TASK TO CARRY OUT: State how many lines in the rows below contain the string "roof". Give only the number.

--- start RECORDS SUPPLIED ---

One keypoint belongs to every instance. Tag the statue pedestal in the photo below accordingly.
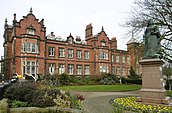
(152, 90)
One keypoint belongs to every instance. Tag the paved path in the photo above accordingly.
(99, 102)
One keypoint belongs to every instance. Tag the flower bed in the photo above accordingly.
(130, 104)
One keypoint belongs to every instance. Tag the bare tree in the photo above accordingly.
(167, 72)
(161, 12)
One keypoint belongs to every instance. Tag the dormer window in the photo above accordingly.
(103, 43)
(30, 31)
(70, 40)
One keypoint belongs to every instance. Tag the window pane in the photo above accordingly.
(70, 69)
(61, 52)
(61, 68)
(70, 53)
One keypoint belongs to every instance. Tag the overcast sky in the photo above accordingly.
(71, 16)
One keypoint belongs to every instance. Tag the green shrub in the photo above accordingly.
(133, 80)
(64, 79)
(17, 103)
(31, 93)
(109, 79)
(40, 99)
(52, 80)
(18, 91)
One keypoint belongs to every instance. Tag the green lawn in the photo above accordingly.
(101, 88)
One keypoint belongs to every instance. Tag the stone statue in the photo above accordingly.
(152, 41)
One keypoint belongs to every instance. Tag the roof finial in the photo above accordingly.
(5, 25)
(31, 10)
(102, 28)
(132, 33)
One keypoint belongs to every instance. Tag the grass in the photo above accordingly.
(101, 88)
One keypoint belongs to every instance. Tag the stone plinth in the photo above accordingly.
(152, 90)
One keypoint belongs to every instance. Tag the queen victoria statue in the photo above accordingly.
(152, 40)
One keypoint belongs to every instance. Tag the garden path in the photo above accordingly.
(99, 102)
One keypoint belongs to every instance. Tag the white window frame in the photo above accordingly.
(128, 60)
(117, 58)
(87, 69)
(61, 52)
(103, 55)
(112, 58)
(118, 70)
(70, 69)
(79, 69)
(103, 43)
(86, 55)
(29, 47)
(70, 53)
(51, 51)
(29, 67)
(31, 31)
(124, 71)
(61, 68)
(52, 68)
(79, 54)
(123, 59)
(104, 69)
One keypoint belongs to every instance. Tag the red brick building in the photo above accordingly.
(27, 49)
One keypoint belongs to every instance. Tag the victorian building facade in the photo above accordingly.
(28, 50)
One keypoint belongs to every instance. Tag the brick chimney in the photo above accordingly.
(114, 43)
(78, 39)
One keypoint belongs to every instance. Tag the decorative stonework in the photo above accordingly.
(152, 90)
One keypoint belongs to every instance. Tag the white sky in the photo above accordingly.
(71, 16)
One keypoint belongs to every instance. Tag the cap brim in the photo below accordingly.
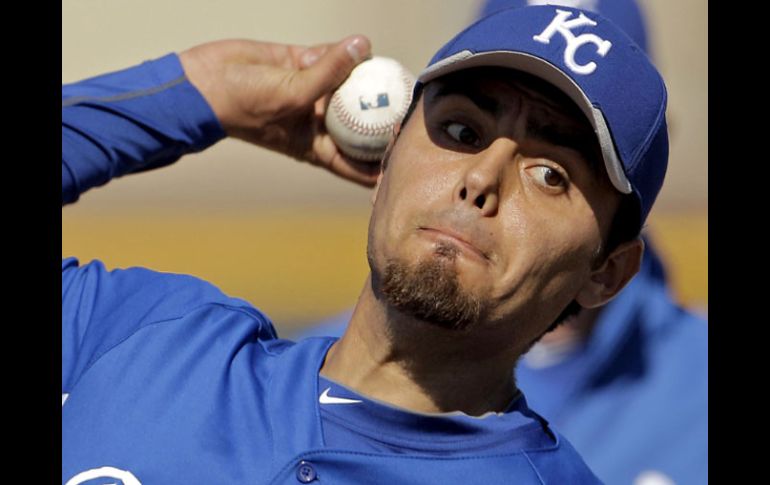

--- end RECORDS SUPPLIED ---
--- start RECORDS SUPPLIED ---

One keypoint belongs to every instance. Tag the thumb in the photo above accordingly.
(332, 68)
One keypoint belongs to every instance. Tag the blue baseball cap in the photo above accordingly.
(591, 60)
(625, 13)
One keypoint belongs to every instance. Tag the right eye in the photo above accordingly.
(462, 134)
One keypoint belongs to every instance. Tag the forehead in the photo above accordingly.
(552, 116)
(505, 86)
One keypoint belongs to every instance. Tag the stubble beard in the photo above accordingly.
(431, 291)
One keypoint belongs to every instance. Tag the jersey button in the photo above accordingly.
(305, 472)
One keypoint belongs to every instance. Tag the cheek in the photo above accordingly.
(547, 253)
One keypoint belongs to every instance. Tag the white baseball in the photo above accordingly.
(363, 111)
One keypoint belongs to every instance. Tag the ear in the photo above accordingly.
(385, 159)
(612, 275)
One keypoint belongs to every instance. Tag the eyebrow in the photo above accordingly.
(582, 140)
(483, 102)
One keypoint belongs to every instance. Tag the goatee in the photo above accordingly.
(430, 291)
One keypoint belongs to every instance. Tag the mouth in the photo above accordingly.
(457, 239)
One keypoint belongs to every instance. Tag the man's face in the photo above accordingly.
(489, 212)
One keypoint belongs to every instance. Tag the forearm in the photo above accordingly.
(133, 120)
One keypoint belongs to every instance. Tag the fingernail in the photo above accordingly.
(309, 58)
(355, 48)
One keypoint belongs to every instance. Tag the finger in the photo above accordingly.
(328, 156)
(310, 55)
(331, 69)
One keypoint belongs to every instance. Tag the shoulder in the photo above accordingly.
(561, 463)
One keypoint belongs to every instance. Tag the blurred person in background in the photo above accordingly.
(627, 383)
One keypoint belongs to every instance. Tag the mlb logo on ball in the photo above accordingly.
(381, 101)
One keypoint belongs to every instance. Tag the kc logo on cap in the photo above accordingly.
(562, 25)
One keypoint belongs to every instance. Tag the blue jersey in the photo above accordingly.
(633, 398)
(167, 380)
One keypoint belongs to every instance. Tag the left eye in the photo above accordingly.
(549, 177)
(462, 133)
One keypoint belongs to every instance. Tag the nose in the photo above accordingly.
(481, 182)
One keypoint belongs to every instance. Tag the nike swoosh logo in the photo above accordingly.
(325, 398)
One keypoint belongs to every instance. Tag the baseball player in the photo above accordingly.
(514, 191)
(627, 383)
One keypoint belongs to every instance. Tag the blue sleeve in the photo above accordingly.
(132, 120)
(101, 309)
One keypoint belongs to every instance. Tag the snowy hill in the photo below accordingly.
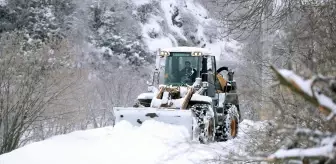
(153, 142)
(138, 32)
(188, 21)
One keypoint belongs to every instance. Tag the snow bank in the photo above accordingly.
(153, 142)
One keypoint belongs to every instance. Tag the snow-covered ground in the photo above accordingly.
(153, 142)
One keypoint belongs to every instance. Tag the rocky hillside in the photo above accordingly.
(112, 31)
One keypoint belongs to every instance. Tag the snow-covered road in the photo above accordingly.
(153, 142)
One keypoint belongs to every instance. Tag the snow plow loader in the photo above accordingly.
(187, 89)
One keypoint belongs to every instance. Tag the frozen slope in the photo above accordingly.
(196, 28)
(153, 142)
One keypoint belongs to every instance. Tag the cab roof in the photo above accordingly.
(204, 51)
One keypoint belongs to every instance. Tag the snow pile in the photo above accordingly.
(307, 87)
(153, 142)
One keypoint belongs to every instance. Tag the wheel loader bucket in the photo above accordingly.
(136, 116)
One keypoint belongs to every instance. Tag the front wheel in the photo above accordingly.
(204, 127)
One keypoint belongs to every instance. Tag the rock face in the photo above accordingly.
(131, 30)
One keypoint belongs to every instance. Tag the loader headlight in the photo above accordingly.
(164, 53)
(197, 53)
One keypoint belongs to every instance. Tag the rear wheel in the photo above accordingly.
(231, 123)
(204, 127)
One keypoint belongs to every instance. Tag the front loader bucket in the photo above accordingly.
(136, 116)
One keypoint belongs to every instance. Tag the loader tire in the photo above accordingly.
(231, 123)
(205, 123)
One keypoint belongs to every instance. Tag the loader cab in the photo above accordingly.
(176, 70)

--- end RECORDS SUPPLIED ---
--- start RECORDS SUPPLIED ---

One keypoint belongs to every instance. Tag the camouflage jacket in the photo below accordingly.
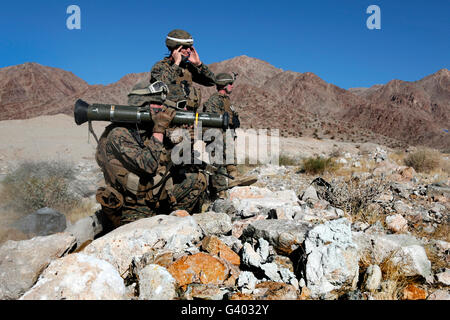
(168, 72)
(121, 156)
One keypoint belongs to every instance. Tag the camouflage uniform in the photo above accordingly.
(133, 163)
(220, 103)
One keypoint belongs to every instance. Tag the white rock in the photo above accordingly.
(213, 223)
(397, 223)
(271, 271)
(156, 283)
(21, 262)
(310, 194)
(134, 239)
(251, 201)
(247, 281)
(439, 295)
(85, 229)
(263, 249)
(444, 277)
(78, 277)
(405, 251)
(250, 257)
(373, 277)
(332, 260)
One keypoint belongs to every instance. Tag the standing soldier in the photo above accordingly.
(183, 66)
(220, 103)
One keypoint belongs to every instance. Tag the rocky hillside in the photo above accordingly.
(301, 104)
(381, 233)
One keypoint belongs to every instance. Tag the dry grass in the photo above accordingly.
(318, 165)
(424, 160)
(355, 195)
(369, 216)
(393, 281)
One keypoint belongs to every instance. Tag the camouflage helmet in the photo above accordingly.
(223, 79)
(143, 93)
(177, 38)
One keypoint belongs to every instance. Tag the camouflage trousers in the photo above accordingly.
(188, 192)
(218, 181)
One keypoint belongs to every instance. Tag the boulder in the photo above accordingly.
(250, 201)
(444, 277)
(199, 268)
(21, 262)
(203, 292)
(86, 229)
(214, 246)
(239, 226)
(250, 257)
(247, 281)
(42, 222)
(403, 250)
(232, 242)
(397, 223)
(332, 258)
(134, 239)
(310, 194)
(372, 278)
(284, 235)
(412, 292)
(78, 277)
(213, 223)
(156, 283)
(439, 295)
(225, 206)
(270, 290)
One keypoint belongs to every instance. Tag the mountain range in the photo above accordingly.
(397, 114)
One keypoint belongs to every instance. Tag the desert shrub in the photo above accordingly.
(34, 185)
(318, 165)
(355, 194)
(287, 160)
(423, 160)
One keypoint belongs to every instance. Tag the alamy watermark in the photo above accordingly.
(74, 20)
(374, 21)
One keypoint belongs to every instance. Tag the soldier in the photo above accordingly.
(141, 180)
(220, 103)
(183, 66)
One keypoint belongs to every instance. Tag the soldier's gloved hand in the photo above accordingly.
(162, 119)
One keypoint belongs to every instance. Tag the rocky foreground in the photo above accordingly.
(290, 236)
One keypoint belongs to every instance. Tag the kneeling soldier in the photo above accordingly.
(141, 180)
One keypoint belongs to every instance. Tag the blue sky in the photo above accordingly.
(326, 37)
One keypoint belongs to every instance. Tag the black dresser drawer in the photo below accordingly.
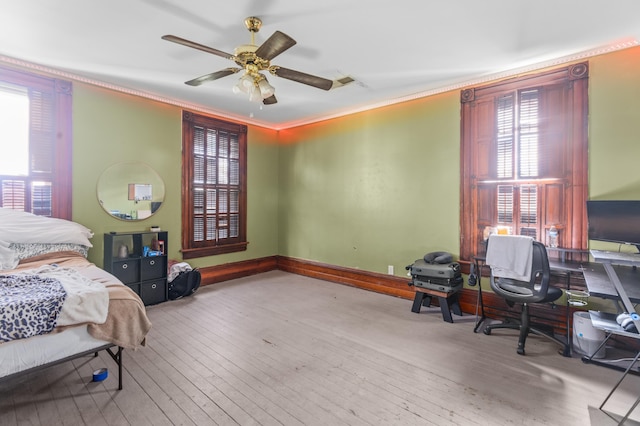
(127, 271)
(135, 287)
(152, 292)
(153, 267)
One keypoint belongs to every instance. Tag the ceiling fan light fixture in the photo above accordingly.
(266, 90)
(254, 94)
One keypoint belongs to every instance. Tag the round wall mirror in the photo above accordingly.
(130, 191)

--- end RECORDS SUPPLIED ---

WRITTEN RESPONSE: 2